### STATED GOAL
Reproduce every line of the listing below without changing a single character.

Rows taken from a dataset
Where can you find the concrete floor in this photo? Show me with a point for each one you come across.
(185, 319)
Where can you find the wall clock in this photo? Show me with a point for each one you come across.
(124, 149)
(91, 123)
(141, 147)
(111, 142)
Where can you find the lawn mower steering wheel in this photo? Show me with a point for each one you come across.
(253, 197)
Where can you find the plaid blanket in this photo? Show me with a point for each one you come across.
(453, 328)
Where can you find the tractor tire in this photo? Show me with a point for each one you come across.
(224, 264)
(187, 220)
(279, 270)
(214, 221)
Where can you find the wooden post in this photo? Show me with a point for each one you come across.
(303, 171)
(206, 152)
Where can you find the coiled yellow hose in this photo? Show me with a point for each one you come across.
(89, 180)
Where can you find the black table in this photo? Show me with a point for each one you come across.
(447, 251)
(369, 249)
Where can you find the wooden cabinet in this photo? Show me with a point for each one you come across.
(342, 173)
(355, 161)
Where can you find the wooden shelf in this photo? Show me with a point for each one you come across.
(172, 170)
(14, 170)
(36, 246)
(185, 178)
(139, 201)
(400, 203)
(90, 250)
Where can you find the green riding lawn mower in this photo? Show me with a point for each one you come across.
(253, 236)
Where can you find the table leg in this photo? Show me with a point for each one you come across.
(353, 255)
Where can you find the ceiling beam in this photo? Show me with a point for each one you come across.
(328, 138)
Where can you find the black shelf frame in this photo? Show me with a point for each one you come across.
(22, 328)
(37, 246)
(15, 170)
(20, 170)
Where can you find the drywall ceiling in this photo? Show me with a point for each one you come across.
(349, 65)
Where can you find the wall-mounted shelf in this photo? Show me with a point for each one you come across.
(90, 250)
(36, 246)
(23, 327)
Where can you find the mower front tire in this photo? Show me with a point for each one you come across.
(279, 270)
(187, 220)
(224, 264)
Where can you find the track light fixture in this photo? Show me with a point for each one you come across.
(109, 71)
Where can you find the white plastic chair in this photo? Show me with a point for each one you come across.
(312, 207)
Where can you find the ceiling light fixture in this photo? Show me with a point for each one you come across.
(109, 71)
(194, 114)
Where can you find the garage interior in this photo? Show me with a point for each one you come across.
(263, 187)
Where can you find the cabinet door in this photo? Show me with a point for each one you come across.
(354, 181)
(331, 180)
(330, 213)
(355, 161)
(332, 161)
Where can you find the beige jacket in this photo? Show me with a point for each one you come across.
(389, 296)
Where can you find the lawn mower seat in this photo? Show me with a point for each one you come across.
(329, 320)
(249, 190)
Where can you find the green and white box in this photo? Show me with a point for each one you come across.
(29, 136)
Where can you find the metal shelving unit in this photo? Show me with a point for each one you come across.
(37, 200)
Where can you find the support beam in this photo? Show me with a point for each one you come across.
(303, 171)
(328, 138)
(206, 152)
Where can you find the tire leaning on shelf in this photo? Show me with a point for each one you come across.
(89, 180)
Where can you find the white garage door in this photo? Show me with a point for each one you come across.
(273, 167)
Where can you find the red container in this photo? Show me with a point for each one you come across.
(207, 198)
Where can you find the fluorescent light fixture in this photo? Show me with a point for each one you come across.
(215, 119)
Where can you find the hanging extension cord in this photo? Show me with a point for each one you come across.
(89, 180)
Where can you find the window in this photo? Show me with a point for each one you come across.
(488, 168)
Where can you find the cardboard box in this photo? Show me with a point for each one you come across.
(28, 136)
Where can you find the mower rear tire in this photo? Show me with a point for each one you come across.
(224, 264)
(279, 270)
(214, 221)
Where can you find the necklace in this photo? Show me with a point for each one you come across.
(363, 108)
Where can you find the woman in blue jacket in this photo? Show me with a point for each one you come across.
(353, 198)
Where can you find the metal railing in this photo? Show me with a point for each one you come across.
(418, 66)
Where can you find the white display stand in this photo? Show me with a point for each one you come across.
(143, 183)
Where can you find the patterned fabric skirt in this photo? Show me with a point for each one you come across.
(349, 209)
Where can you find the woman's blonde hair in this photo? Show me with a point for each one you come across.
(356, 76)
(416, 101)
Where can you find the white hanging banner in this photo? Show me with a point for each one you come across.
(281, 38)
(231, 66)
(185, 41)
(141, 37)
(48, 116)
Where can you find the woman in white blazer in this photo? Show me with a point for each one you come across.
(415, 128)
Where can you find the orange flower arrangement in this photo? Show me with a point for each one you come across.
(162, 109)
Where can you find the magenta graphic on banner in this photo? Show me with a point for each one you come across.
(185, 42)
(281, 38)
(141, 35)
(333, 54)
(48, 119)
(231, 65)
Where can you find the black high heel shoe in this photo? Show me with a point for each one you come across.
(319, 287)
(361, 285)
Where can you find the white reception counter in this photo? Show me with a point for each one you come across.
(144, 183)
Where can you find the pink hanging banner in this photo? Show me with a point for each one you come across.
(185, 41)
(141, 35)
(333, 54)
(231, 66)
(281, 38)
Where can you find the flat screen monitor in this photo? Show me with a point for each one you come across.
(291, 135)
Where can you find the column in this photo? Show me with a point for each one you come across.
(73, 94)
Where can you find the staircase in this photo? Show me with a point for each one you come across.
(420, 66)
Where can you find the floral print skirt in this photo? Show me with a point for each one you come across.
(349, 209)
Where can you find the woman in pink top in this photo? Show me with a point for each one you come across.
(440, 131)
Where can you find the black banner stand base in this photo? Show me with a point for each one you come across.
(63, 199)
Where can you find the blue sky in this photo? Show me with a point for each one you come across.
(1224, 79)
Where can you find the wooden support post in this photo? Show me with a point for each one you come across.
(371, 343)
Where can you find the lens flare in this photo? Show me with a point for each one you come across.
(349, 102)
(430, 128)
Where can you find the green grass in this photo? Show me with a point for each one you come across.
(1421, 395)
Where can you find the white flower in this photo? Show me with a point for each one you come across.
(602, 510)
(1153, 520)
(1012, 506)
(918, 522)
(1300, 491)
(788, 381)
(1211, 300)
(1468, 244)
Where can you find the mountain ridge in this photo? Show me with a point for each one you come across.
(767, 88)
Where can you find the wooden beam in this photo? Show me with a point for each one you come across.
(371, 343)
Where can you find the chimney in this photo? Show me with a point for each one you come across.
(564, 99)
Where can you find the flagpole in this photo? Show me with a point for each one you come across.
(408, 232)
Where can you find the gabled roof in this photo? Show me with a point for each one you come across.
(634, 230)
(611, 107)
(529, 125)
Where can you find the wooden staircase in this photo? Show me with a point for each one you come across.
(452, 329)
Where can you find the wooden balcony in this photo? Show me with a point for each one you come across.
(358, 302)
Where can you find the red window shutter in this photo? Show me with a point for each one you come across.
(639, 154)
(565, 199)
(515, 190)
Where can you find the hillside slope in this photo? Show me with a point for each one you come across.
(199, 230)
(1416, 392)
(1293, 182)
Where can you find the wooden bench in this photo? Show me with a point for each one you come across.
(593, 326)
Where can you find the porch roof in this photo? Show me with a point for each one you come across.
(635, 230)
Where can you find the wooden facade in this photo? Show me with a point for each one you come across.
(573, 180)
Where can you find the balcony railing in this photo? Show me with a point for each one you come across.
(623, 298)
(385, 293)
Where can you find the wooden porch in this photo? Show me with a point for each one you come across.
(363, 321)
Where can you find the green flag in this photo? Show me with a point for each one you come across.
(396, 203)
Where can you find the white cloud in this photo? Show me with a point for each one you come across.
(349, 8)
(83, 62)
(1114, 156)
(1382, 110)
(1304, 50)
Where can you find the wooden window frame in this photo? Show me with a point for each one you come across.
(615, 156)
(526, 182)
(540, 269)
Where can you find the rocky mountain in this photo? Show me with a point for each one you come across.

### SOLUTION TO THIS PROBLEM
Where can you find the concrete floor in this photo? Show me with a point for each one you come across.
(185, 319)
Where can you find the wall clock in this photo? Show me with a point for each one you come across.
(124, 149)
(91, 123)
(141, 147)
(111, 142)
Where can you find the lawn mower steering wheel in this photo? Show me with a point for each one you come across.
(253, 197)
Where can you find the plaid blanket in this photo? Show me with a point for each one you come across.
(453, 328)
Where can you find the tractor tire in this photo? Show me with a point for each one you come across.
(224, 264)
(187, 220)
(279, 270)
(214, 221)
Where can you find the wooden post in this photo? Show me with a point for each one you come across.
(303, 171)
(206, 152)
Where can you find the coiled yellow hose in this photo? Show me with a point for each one you come across.
(89, 180)
Where can you find the black table in this photo? Show me with a point for each one you come across.
(447, 251)
(369, 249)
Where can you find the wooden cabinet in this photo? Show me with a point for each one you come across.
(342, 173)
(355, 161)
Where can you find the wooden shelf in this photo? Show me with a point for each one you come across.
(172, 170)
(14, 170)
(36, 246)
(185, 178)
(139, 201)
(400, 203)
(90, 250)
Where can you find the green riding lawn mower in this photo? Show me with a point for each one you come across.
(253, 236)
Where can you find the table leg in this photo? Show me with a point for each one you come across.
(353, 255)
Where can you find the ceiling beam in this photo? Show me with a point for each one you come across.
(328, 138)
Where can you find the black shelf frame in this photo? Show me with a point for each one you come across.
(22, 328)
(37, 246)
(15, 170)
(20, 170)
Where can you find the drywall ceiling in this photo? Show me with a point for each one you come across.
(349, 65)
Where can you find the wall-mounted shelf in this photo? Show me with a point for each one you come across.
(90, 250)
(36, 246)
(23, 327)
Where can you find the mower front tire in this photo? Show me with a point for each one you come across.
(279, 270)
(187, 220)
(224, 264)
Where can you find the track light fixture in this photo? Show me with a point for each one you come across.
(109, 71)
Where can you find the white plastic chair in this photo? Show me with a point for each one you come across.
(312, 207)
Where can you find the ceiling light fixture in this photo? Show me with a point for each one you come across.
(109, 71)
(194, 114)
Where can you find the garage interior in this photo? Show me with a point for each one you come across.
(263, 187)
Where can you find the cabinet door in this photo? Show me with a point for each one you come across.
(354, 181)
(331, 180)
(330, 213)
(355, 161)
(332, 161)
Where can you find the beige jacket in this photo? Show me with a point for each one you come across.
(389, 296)
Where can you find the lawn mower seat in this photo? Show me with a point for each one you come across.
(329, 320)
(249, 190)
Where can you find the green and white box in this photo? Show me with a point for each one you come across.
(29, 136)
Where can you find the metal shelving unit in this photo? Show me with a point for each one you come across.
(37, 200)
Where can you find the support beam in this photo? Show me with a point for each one you come across.
(303, 171)
(328, 138)
(206, 152)
Where can you find the tire leaning on shelf in this photo? Show me with a point for each one you come across.
(89, 180)
Where can you find the white garage door in this photo? Show me with a point for each one you come across.
(273, 167)
Where can you find the red container in this photo? Show me with a point for each one you come across.
(207, 198)
Where can you find the fluorescent light fixture in this photo? Show me with a point for each one you come across.
(215, 119)
Where can you find the hanging extension cord in this photo? Show me with a point for each one you come across.
(89, 180)
Where can you find the window in this photo? Show me with a point for each one you come across.
(488, 168)
Where can you find the cardboard box in this photo? Show me with a point for each one you come across.
(28, 136)
Where can you find the mower rear tire in this photo? Show me with a point for each one you come across.
(224, 264)
(279, 270)
(214, 221)
Where can you find the necklace in this photo? Show me with a point for each one you come across.
(363, 108)
Where can you find the woman in blue jacket in this photo? Show me with a point for each one you come across.
(353, 198)
Where can you find the metal railing in this photo? Show me with a point for each one you come across.
(418, 66)
Where can you find the white display stand in this photo? Show me with a point for each one you come across.
(143, 183)
Where can you find the patterned fabric skirt in this photo? Show me with a point for each one you come across.
(349, 209)
Where can you find the woman's blonde hair in this photo? Show me with a point for each one you come across.
(356, 76)
(416, 101)
Where can you find the white hanging banner in this photo? Show me with a point for each one you come across.
(281, 38)
(231, 66)
(185, 41)
(141, 37)
(48, 116)
Where can you find the woman in white blazer in this photo? Show me with a point for each one you come across.
(415, 128)
Where can you find the orange flower arrangement in this photo? Show me with a point for each one you come across.
(162, 109)
Where can you find the magenta graphic on banner in this photo? Show me with a point for each one you come across.
(185, 42)
(281, 38)
(141, 35)
(333, 54)
(48, 119)
(231, 65)
Where can you find the black high heel shoe in this photo? Show me with a point for each one you come across.
(319, 287)
(361, 285)
Where can you find the white reception counter in this photo? Show me with a point for each one you come across.
(144, 183)
Where can you find the pink hanging banner in this photo? Show me with a point for each one you come across.
(185, 41)
(141, 35)
(333, 54)
(231, 66)
(281, 38)
Where can you find the flat screen monitor in this photo? Show me with a point for each one you come across.
(291, 135)
Where can you find the column in this photo? Show me with a point for each one you come across.
(73, 94)
Where can you find the staircase in this photo? Show me with a point for each one you come across.
(420, 66)
Where can you find the floral print skirt in this photo? Show me with a point for each one you come across.
(349, 209)
Where can you find the woman in pink top in this photo? Show me with a point for each one you come across.
(440, 131)
Where can you find the black banner stand base in this photo? Show me with a point for each one you come across.
(63, 199)
Where can you find the blue sky in this photo? Show me with a point for each one you come across.
(1224, 79)
Where can you find the wooden support post in this photo? Show me with a point for each one you come across.
(371, 343)
Where can you find the lens flare in this photo? Show me with a point for each one you come across.
(349, 102)
(430, 128)
Where can you find the green grass in this photo? Show me with a point for each one you come across.
(1421, 395)
Where can you find the white flower in this photo? Show me with a point for each one you come across.
(602, 510)
(1153, 520)
(1012, 506)
(918, 522)
(1300, 491)
(788, 381)
(1211, 300)
(1468, 244)
Where can you find the mountain ridge in this photo? Show me with a point for each one you come across.
(767, 88)
Where can you find the wooden beam in this photo? Show me with a point for each one you come across.
(371, 343)
Where can you find the chimney in this photo? Show me with a point for each one you come across.
(564, 99)
Where can you find the flagpole in this photo? Show me with a point for each one you come across.
(408, 232)
Where can you find the gabled roof in this photo? Show me with a point for each one you come across.
(634, 230)
(611, 107)
(529, 125)
Where can you find the wooden staircase in this photo? Show me with a point for each one you come across.
(452, 329)
Where can you find the wooden balcony in this photo? Show me with a point for each one you come across.
(358, 302)
Where can you find the red window shutter in this photo? Show me with a point for each one you come across.
(639, 154)
(565, 199)
(515, 190)
Where can you find the hillside slope in this photo? Show me with a point for each one you come across.
(199, 230)
(1416, 392)
(1293, 182)
Where can you find the wooden bench in this photo? Show me with a point for each one you come across.
(593, 326)
Where can you find the porch roof in this photo? Show me with a point for each one you come across.
(635, 230)
Where can you find the wooden facade in this photo? Show me with a point for each one you come across.
(573, 180)
Where can you find the balcony railing in this photo? Show me with a point for each one you come across.
(623, 298)
(385, 293)
Where can you find the wooden porch in this photo? Show me with a point for each one you come across.
(363, 321)
Where can you find the green flag in this photo? Show me with a point for each one you come across.
(396, 203)
Where can you find the white cloud in this photo? Show me with a point for each one you come across.
(349, 8)
(83, 62)
(1114, 156)
(1382, 110)
(1304, 50)
Where can you find the wooden window frame in this photo? Show me with a point for each one you come across.
(615, 156)
(526, 182)
(540, 269)
Where can you find the rocky mountain in this photo? Show me with a point for each one you come across.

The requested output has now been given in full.